Dataset excerpt
○ ○ ○ ○
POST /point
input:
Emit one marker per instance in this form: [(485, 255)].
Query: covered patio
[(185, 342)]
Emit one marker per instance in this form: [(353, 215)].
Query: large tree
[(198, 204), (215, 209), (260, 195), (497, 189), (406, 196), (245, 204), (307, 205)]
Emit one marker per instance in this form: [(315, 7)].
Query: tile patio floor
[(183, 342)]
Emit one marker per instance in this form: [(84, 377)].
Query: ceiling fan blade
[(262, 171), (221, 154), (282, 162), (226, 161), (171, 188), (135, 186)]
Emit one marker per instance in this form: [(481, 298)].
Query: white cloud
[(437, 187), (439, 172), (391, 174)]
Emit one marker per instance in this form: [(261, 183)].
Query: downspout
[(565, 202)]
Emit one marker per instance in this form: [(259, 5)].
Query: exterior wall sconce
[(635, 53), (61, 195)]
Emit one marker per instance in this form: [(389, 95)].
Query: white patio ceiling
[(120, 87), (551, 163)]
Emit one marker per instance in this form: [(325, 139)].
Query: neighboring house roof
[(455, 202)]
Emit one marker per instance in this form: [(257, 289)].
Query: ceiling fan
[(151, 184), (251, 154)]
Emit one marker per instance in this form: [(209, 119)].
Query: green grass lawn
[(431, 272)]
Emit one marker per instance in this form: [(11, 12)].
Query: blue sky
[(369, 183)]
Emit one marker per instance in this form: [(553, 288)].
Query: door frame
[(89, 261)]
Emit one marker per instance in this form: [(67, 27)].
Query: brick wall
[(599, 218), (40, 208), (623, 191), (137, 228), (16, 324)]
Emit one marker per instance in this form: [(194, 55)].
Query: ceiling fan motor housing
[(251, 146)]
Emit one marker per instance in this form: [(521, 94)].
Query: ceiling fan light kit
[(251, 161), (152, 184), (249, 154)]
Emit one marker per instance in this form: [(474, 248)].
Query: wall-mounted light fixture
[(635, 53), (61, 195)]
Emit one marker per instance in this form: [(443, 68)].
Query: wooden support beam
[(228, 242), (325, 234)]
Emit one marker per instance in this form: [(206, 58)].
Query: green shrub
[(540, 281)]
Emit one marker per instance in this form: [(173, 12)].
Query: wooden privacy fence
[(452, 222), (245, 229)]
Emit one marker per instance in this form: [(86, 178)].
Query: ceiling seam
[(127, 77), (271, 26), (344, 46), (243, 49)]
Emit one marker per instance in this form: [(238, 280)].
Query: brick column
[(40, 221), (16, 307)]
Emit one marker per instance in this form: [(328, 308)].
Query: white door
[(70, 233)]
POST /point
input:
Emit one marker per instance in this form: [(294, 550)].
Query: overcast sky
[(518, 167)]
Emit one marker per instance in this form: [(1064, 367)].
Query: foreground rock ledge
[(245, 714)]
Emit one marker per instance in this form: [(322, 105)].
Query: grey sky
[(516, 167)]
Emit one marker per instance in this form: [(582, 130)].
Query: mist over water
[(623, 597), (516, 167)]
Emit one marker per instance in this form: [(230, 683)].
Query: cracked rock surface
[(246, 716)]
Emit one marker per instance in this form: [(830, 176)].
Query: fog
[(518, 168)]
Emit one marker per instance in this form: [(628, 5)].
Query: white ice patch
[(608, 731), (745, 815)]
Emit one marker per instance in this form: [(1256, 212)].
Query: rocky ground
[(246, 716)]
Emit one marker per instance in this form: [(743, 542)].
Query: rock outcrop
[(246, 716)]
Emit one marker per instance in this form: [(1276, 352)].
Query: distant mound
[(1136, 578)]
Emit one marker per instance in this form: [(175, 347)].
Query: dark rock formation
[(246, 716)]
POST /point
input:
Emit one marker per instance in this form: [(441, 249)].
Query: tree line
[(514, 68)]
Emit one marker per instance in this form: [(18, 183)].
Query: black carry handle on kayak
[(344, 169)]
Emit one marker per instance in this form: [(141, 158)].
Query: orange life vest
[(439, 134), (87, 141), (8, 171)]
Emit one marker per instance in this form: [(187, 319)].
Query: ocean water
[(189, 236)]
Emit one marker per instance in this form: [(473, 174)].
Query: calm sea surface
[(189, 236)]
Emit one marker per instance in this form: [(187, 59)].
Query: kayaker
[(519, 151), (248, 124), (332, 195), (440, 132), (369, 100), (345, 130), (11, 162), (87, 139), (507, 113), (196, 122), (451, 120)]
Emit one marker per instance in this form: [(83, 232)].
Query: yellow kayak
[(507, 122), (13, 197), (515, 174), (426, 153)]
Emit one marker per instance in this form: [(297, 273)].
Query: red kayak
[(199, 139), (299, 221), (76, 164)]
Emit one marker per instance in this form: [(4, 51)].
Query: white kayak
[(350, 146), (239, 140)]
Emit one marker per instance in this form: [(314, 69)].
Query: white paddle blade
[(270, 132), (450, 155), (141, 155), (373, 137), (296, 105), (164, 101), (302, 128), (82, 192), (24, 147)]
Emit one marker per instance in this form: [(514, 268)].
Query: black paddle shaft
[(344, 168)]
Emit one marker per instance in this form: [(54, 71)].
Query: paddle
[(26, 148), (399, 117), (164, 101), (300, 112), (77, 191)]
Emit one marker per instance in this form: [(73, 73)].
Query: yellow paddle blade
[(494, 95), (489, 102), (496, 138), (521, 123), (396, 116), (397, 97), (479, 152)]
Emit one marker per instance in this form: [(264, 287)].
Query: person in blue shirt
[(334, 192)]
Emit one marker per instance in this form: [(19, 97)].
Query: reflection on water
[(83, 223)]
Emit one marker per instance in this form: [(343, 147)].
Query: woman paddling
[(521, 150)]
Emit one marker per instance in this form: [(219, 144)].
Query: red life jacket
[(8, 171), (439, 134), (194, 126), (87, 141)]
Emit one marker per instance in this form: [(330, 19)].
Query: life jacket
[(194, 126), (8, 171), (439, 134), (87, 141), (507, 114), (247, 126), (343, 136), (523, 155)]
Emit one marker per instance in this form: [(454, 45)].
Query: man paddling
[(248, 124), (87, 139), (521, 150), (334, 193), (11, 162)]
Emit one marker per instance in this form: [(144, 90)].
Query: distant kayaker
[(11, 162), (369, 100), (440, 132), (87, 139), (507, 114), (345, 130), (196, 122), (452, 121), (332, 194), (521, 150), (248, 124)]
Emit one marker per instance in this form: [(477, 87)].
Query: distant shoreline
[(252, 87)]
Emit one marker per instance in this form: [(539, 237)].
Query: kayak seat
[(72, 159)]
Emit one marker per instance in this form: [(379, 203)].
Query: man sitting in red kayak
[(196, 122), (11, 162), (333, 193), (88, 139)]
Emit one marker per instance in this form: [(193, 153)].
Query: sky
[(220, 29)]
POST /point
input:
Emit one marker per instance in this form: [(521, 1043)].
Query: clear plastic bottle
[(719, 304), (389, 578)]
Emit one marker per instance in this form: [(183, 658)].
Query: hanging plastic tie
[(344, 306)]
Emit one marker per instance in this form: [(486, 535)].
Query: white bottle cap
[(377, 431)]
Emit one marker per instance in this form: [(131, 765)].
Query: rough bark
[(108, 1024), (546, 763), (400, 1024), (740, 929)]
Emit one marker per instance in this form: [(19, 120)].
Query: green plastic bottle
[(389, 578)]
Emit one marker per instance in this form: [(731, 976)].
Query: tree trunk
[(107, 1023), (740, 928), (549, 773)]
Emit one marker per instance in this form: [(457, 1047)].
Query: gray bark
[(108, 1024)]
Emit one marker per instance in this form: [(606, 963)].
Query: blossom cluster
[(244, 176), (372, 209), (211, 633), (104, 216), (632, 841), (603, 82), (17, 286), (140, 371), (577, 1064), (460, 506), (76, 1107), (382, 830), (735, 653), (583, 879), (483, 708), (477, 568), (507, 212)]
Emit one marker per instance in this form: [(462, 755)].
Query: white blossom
○ ○ ○ ○
### Given instruction
Can you convert all of the records above into a numbered list and leave out any blank lines?

### Task response
1. POST /point
2. input:
3. Emit one marker per instance in this form: [(485, 255)].
4. Query: covered patio
5. [(185, 342)]
6. Emit one marker per instance in this form: [(353, 215)].
7. Query: large tree
8. [(198, 204), (215, 209), (260, 195), (497, 189), (406, 196), (245, 204), (307, 205)]
9. Emit one marker per instance in this form: [(315, 7)].
10. Query: tile patio floor
11. [(183, 342)]
12. Emit one marker per instance in this form: [(84, 377)].
13. Query: ceiling fan blade
14. [(262, 171), (221, 154), (282, 162), (226, 161), (171, 188), (135, 186)]
15. Emit one marker per instance in this form: [(481, 298)].
16. Query: white cloud
17. [(437, 187), (439, 172), (391, 174)]
18. Emit one marker per instance in this form: [(261, 183)].
19. Query: downspout
20. [(565, 202)]
21. Emit one marker per instance in this form: [(259, 5)].
22. Query: exterior wall sconce
23. [(635, 53), (61, 195)]
24. Emit one marker per instance in this form: [(389, 95)].
25. Query: white patio ceiling
26. [(120, 87), (551, 163)]
27. Emit one marker per instance in this form: [(325, 139)].
28. Query: neighboring house roof
29. [(455, 202)]
30. Emit one marker per instance in this form: [(257, 289)].
31. Query: ceiling fan
32. [(151, 184), (251, 154)]
33. Emit one marker per instance in this form: [(209, 119)].
34. Query: green grass lawn
35. [(431, 272)]
36. Emit one marker per instance in this form: [(11, 12)].
37. Query: blue sky
38. [(369, 183)]
39. Emit one marker per instance in this form: [(553, 288)].
40. Query: door frame
41. [(89, 261)]
42. Emit one marker per instance in this form: [(67, 27)].
43. Query: brick wall
44. [(599, 218), (40, 208), (623, 191), (137, 228), (16, 324)]
45. Emit one marker per instance in this form: [(194, 55)].
46. Query: ceiling fan motor housing
47. [(251, 146)]
48. Emit one marker per instance in this form: [(521, 94)].
49. Query: ceiling fan light kit
50. [(251, 161), (152, 184), (249, 154)]
51. Emit one marker per instance in this form: [(474, 248)].
52. Query: wall-mounted light fixture
53. [(635, 53), (61, 195)]
54. Emit one marker per instance in this form: [(443, 68)].
55. Query: wooden support beam
56. [(228, 242), (325, 234)]
57. Emit one marker per instance in this form: [(206, 58)].
58. Query: green shrub
59. [(540, 281)]
60. Emit one marker per instance in this form: [(173, 12)].
61. Query: wooden privacy fence
62. [(452, 222), (245, 229)]
63. Emit one marker per instance in this form: [(86, 178)].
64. Query: ceiling seam
65. [(127, 77), (271, 26), (344, 46), (243, 49)]
66. Emit one marker per instance in this form: [(238, 280)].
67. Query: brick column
68. [(40, 221), (16, 307)]
69. Emit one marker per instance in this form: [(328, 308)].
70. Query: white door
71. [(70, 233)]
72. POST /point
73. input:
74. Emit one marker per instance in this form: [(294, 550)].
75. Query: overcast sky
76. [(518, 167)]
77. Emit one marker per instance in this form: [(1064, 367)].
78. Query: foreground rock ledge
79. [(245, 714)]
80. Emit one marker per instance in this form: [(322, 105)].
81. Query: grey sky
82. [(516, 167)]
83. Emit one marker per instance in this form: [(582, 130)].
84. Query: mist over water
85. [(623, 597), (516, 167)]
86. Emit one marker per instance in this form: [(230, 683)].
87. Query: cracked rock surface
88. [(246, 716)]
89. Emit one marker per instance in this form: [(830, 176)].
90. Query: fog
91. [(518, 168)]
92. Emit one marker per instance in this form: [(628, 5)].
93. Query: white ice patch
94. [(608, 731), (745, 815)]
95. Emit one marker per instance in this form: [(1256, 212)].
96. Query: rocky ground
97. [(246, 716)]
98. Emit one marker per instance in this form: [(743, 542)].
99. Query: rock outcrop
100. [(246, 716)]
101. Emit one marker per instance in this form: [(1276, 352)].
102. Query: distant mound
103. [(1136, 578)]
104. Emit one marker per instance in this form: [(175, 347)].
105. Query: dark rock formation
106. [(246, 716)]
107. POST /point
108. input:
109. Emit one marker per instance in this form: [(441, 249)].
110. Query: tree line
111. [(514, 68)]
112. Emit one marker per instance in this form: [(18, 183)].
113. Query: black carry handle on kayak
114. [(344, 169)]
115. Emit one marker per instance in this form: [(141, 158)].
116. Query: orange life vest
117. [(439, 134), (87, 141), (8, 171)]
118. Emit one marker per instance in this form: [(187, 319)].
119. Query: ocean water
120. [(189, 236)]
121. Emit one marker per instance in this form: [(473, 174)].
122. Query: calm sea surface
123. [(189, 236)]
124. Emit one marker per instance in this form: [(187, 59)].
125. Query: kayaker
126. [(519, 151), (248, 124), (332, 195), (440, 132), (369, 100), (345, 130), (11, 162), (87, 139), (507, 113), (196, 122), (451, 120)]
127. Emit one marker per instance in this form: [(83, 232)].
128. Query: yellow kayak
129. [(507, 122), (13, 197), (515, 174), (426, 153)]
130. Emit one marker per instance in this form: [(297, 273)].
131. Query: red kayak
132. [(199, 139), (299, 221), (76, 164)]
133. Emit one marker per instance in this form: [(4, 51)].
134. Query: white kayak
135. [(350, 146), (239, 140)]
136. Emit one marker per instance in this form: [(314, 69)].
137. Query: white paddle blade
138. [(270, 132), (450, 155), (141, 155), (373, 137), (296, 105), (164, 101), (302, 128), (82, 192), (24, 147)]
139. Emit one marker per instance in this form: [(514, 268)].
140. Query: black paddle shaft
141. [(344, 168)]
142. Emit one marker per instance in this form: [(54, 71)].
143. Query: paddle
144. [(26, 148), (399, 117), (164, 101), (300, 112), (77, 191)]
145. Emit one marker per instance in this form: [(73, 73)].
146. Query: yellow paddle blade
147. [(494, 95), (489, 102), (496, 138), (521, 123), (396, 116), (397, 97), (479, 152)]
148. Emit one marker per instance in this form: [(264, 287)].
149. Query: person in blue shirt
150. [(334, 192)]
151. Emit one marker per instance in this form: [(19, 97)].
152. Query: reflection on water
153. [(83, 223)]
154. Emit one marker per instance in this form: [(343, 147)].
155. Query: woman paddling
156. [(521, 150)]
157. Emit one marker per instance in this form: [(219, 144)].
158. Query: red life jacket
159. [(8, 171), (439, 134), (194, 126), (87, 141)]
160. Emit one marker per instance in this form: [(330, 19)].
161. Query: life jacket
162. [(194, 126), (8, 171), (439, 134), (87, 141), (507, 114), (247, 126), (343, 136), (523, 155)]
163. Emit one marker per instance in this form: [(454, 45)].
164. Query: man paddling
165. [(248, 124), (87, 139), (521, 150), (334, 193), (11, 162)]
166. Emit one marker per instance in this form: [(144, 90)].
167. Query: distant kayaker
168. [(11, 162), (369, 100), (440, 132), (87, 139), (507, 114), (345, 130), (196, 122), (452, 121), (332, 194), (521, 150), (248, 124)]
169. Emit one marker per instance in this form: [(477, 87)].
170. Query: distant shoreline
171. [(252, 87)]
172. Emit one marker per instance in this form: [(539, 237)].
173. Query: kayak seat
174. [(72, 159)]
175. Emit one marker per instance in this form: [(379, 203)].
176. Query: man sitting in red kayak
177. [(196, 122), (11, 162), (333, 193), (88, 139)]
178. Emit one marker per instance in this form: [(193, 153)].
179. Query: sky
180. [(220, 29)]
181. POST /point
182. input:
183. Emit one marker per instance in this form: [(521, 1043)].
184. Query: clear plastic bottle
185. [(719, 304), (389, 578)]
186. Emit one marker per instance in this form: [(183, 658)].
187. Query: hanging plastic tie
188. [(344, 306)]
189. Emit one marker per instance in this form: [(486, 535)].
190. Query: white bottle cap
191. [(377, 431)]
192. Emit one marker per instance in this form: [(131, 765)].
193. Query: rough bark
194. [(108, 1024), (546, 763), (400, 1024), (740, 929)]
195. Emit one marker per instance in this form: [(19, 120)].
196. Query: green plastic bottle
197. [(389, 578)]
198. Emit one marker per instance in this form: [(731, 976)].
199. Query: tree trunk
200. [(107, 1023), (740, 928), (549, 773)]
201. Emit one marker per instance in this form: [(457, 1047)].
202. Query: gray bark
203. [(108, 1024)]
204. Emit one marker per instance in this form: [(606, 963)].
205. Query: blossom cluster
206. [(244, 176), (372, 209), (211, 633), (104, 216), (632, 841), (603, 82), (17, 286), (140, 371), (577, 1064), (460, 506), (76, 1107), (382, 830), (735, 653), (583, 879), (483, 708), (477, 568), (507, 212)]
207. Emit one marker per instance in this form: [(462, 755)].
208. Query: white blossom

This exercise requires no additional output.